Bosbouwvrijstelling voor huur bospercelen met natuurbegraafplaats
Hof Arnhem-Leeuwarden, 17 januari 2023
Gerelateerde content
- Wet en parlementaire geschiedenis(1)
- Internationale regelgeving
- Lagere regelgeving(2)
- Besluiten(3)
- Jurisprudentie(17)
- Commentaar NLFiscaal(5)
- Literatuur(4)
- Recent
Samenvatting
Op 22 april 1996 heeft X (belanghebbende) een (NSW-)landgoed in eigendom verkregen. X heeft het landgoed in 1999 verkocht en geleverd aan Bedrijf 1. Bedrijf 1 kwalificeert op grond van artikel 10.9 Wet IB 2001 voor de toepassing van deze wet als fiscaal transparant. X en zijn echtgenote houden certificaten van de aandelen in Bedrijf 1.
Bedrijf 1 verhuurt aan Bedrijf 2 bospercelen in verband met de exploitatie van een natuurbegraafplaats. Voor de huur van de grond heeft Bedrijf 2 in 2014 een totaalbedrag van € 1.287.540 voldaan aan Bedrijf 1, welk bedrag bestaat uit een basishuur van € 279.540 en betaling van grafrechten van (400 x € 2.520 =) € 1.008.000. Bedrijf 1, X en zijn echtgenote houden aandelen in Bedrijf 2.
Met ingang van 1 januari 2014 is de bosbouwvrijstelling van toepassing op de door X genoten inkomsten die Bedrijf 1 behaalt.

▶ _AANGELEVERDE GEGEVENS_
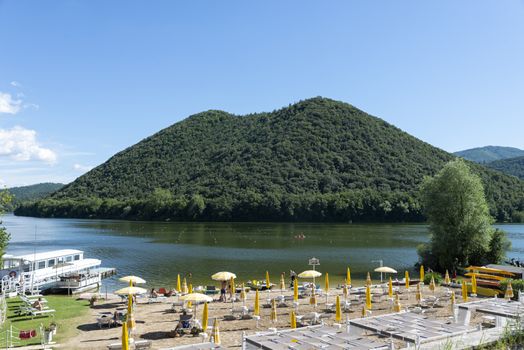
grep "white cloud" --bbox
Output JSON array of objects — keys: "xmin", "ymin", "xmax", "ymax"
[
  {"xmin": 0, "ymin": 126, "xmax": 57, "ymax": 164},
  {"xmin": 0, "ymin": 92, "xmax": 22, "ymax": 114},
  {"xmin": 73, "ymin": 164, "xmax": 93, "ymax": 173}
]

▶ _OP TE LOSSEN OPGAVEN_
1. Op welke grond kwalificeert Bedrijf 1 volgens de samenvatting over de bosbouwvrijstelling als fiscaal transparant? Licht dit kort toe.
2. Geef de samenvatting over de bosbouwvrijstelling opnieuw weer vanaf "- Besluiten(3)" tot en met "in Bedrijf 1.", en hernoem daarbij "Bedrijf 1" tot "Bedrijf A".
3. In welk jaar heeft X het landgoed volgens de samenvatting over de bosbouwvrijstelling verkocht en geleverd aan Bedrijf 1?

▶ _DE RESULTATEN_
1. Bedrijf 1 kwalificeert als fiscaal transparant op grond van artikel 10.9 Wet IB 2001. Die kwalificatie geldt voor de toepassing van die wet.

2.
- Besluiten(3)
- Jurisprudentie(17)
- Commentaar NLFiscaal(5)
- Literatuur(4)
- Recent
Samenvatting
Op 22 april 1996 heeft X (belanghebbende) een (NSW-)landgoed in eigendom verkregen. X heeft het landgoed in 1999 verkocht en geleverd aan Bedrijf A. Bedrijf A kwalificeert op grond van artikel 10.9 Wet IB 2001 voor de toepassing van deze wet als fiscaal transparant. X en zijn echtgenote houden certificaten van de aandelen in Bedrijf A.

3. In 1999.